Count the lines of the records below that contain the string "underwater", treating case as significant. Give only the number.

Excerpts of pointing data
##############################

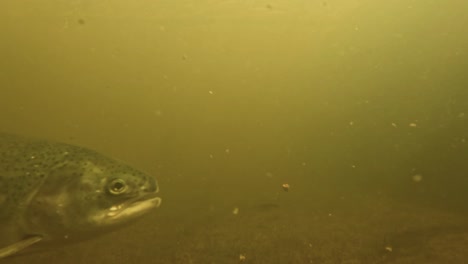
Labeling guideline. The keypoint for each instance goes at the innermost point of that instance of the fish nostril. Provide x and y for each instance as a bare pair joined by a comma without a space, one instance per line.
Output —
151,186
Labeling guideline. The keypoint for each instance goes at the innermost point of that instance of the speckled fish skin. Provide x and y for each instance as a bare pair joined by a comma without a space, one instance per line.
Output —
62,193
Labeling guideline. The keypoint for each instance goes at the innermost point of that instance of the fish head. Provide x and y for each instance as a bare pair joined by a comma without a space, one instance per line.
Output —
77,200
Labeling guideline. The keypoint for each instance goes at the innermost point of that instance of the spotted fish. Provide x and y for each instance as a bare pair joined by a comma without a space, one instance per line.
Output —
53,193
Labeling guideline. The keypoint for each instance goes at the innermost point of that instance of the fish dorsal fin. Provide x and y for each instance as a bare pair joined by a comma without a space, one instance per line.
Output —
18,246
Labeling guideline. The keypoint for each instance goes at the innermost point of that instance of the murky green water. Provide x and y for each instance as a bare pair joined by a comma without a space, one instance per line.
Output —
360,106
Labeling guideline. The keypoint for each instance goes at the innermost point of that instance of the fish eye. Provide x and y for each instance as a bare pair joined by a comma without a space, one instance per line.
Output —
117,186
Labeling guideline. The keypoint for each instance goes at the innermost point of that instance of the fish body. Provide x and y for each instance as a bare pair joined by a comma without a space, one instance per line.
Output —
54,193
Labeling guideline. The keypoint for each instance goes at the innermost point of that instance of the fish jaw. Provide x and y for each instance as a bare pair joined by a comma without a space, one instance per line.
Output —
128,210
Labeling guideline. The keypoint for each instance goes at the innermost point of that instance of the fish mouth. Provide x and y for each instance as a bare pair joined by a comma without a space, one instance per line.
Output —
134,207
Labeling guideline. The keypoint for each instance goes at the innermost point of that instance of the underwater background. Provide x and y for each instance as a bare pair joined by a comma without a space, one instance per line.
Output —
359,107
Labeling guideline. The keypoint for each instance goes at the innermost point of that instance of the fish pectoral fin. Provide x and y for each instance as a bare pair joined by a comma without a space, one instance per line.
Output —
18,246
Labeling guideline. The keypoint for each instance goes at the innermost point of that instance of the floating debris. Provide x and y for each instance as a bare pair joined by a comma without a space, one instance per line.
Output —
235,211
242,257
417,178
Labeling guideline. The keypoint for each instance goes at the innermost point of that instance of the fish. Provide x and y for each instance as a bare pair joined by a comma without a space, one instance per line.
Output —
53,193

##############################

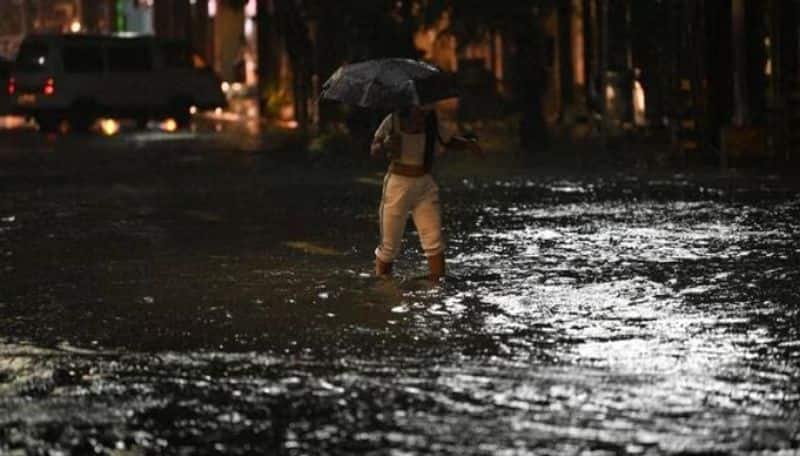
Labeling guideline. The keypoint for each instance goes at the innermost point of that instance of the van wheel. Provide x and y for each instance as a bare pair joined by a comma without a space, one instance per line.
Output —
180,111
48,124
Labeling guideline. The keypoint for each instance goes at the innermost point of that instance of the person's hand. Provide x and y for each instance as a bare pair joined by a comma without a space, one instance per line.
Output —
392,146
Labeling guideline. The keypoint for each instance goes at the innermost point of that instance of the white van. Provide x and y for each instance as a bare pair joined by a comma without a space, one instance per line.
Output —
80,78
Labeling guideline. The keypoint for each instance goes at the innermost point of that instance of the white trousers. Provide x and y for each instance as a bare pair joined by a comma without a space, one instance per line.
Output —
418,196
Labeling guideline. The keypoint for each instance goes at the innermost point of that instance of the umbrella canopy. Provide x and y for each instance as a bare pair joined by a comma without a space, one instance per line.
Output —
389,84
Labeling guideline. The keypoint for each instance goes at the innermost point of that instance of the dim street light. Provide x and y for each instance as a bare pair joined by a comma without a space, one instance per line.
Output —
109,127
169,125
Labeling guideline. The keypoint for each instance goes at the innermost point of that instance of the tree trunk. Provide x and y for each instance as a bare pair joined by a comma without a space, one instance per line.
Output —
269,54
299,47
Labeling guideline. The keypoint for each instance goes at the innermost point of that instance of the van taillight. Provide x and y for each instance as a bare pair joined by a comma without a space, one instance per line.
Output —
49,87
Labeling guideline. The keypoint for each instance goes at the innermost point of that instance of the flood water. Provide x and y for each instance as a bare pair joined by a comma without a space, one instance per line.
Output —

##############################

§ **Output for this exercise**: 1